- GOALS
[1] Reproduce the passage of the Mars article that starts with "No one would" and runs through "plans against us.".
[2] Name every sibling of Mars that the Mars article lists.
[3] Write what comes next in the Mars article, picking up after its final sentence.

- SELECTED EXTRACT
───

“Mars is flat!”
No one would have believed in the early years of the twenty-second century, that this world was being watched keenly and closely by intelligences greater than man's and yet as mortal as his own. That as men busied themselves with drinking, masturbation and channel-hopping they were scrutinized and studied, as a man with a laptop computer might scrutinize the naked women rendered onscreen. With infinite complacency men went to and fro about their little affairs, serene in their assurance of their empire over matter. Few even considered the possibility of intelligent life on other planets, perhaps because it had seemed so scarce upon our own. And yet, across the gulf of space, minds that are to our minds as ours are to those of MySpace users, regarded this earth with envious eyes and charged genitalia. And slowly but surely, they drew their plans against us.
The Red Planet
It seems so strangely apt now that Mars was named for the Roman god of war. Mars to the Romans, Ares to the Greeks; if alive today he would surely be Nelson, and also if the British Empire adopted a heathenistic polytheism, Heaven forbid. Of course, the Bard asked "what's in a name?" Maybe nothing, maybe everything. Could the war of our two worlds, in which one - ours - was devastated, have simply been an attempt to justify that appellation to the rest of the universe?
And what of its colour, also? Red, like the rust of a dying automobile. Red, like the scorched remains of a razed planet. Red, like the bloody tide that followed them across two-hundred-million miles of void and crashed across the innocent beach of our world. Red, like the boiled, devoured lobster this Earth has metaphorically become in their wake. How could such a portentous crimson globe breed anything other than a race of warmongering, sand-eating killing machines? When the Marsmen came we were little more than mindless barbarians to their disciplined centurions, our largest cannons mere bows and arrows against the lightning. The human race was crushed, like biscuits under a speeding train.
- Mass : 6.4185×1023 kg, or 0.107 Earths. Equivalent to 1.000 Marses
- Day length : 24h 37m 22s. Just enough to have a lie-in every morning
- Spin : Poor. Mars has never really caught on to the power of the media
- Chroma : Hue 0.97, which is a sort of vermillion-tangerine-bloodclot
- Composition : 96% rust ; 3% flowers ; 1% robots
- Sattelites : Phobos and Deimos. Both a bit lumpy, and neither of them transmit Sky TV
- Siblings : Uranus, Mary, Mungo and Midge
Life on Mars?
Long has it been purported that life exists on that remote desert world. However, those who voiced the hypothesis were generally dismissed as madmen, or worse, science fiction writers. Or David Bowie. My good friend and respected-astronomer Ogilvy assured me on many occasions that we were quite safe, and that nothing could survive in the barren canyons and poisonous canals that make up the Martian surface. "The chances of anything coming from Mars are a million to one," he said. "The chances of anything coming from Mars are a million to one"... but still, they come.

───

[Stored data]
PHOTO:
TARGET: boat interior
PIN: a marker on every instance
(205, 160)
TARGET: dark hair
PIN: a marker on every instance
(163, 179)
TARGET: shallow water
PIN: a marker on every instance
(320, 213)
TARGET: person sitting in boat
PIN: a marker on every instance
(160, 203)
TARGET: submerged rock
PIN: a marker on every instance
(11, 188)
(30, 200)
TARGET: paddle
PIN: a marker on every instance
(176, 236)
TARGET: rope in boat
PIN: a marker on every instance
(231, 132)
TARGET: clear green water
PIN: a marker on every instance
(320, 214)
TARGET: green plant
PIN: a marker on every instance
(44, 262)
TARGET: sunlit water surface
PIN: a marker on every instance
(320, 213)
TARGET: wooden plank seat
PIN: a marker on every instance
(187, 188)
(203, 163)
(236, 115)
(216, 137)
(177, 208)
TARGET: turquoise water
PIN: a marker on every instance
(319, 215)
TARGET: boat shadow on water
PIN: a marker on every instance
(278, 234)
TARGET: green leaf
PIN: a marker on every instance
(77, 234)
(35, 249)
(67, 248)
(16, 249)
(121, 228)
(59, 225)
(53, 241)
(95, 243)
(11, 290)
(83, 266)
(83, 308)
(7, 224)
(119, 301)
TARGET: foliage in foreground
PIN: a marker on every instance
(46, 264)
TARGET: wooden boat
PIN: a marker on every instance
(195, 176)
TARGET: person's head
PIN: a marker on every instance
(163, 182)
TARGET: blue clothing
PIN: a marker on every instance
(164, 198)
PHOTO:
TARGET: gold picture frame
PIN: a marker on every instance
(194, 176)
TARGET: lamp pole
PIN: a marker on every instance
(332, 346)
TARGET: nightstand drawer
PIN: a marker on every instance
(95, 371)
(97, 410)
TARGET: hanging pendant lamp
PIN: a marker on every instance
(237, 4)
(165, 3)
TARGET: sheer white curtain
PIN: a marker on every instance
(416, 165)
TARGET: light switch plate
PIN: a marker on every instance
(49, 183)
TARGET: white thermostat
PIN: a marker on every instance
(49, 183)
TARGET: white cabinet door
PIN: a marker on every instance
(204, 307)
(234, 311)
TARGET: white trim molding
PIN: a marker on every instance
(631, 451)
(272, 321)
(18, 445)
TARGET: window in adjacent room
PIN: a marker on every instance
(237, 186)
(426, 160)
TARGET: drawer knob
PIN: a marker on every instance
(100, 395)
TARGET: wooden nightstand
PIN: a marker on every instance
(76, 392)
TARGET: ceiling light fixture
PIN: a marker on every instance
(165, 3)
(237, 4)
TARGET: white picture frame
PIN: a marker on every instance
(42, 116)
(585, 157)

───

- RESPONSES TO THE EXERCISE
[1]
No one would have believed in the early years of the twenty-second century, that this world was being watched keenly and closely by intelligences greater than man's and yet as mortal as his own. That as men busied themselves with drinking, masturbation and channel-hopping they were scrutinized and studied, as a man with a laptop computer might scrutinize the naked women rendered onscreen. With infinite complacency men went to and fro about their little affairs, serene in their assurance of their empire over matter. Few even considered the possibility of intelligent life on other planets, perhaps because it had seemed so scarce upon our own. And yet, across the gulf of space, minds that are to our minds as ours are to those of MySpace users, regarded this earth with envious eyes and charged genitalia. And slowly but surely, they drew their plans against us.

[2] Uranus, Mary, Mungo, Midge

[3]
The clues were always there. What sensible man can forget the Face of Mars? That visage of a lost creed. Those empty, dusk eyes, staring down at us, coveting our lush green demi-Eden. Watching us, and laughing as we explain it all away with foolhardy excuses like "camera trickery" and "inexplicable mass hallucination". Ogling our inculpable wives when they privately undress and looking over our shoulders as we enter our secret pin numbers. We should have known all along that the Marsmen would one day come and claim these things for their own. O, my beloved Carrie. Like the sun through the trees you came to love me. Like a leaf on a breeze you blew away. Like a common whore you are now ravished by green-skinned strangers nightly. If only we had heeded the words of those supposed madmen! If only we'd paid more mind to that David Bowie song!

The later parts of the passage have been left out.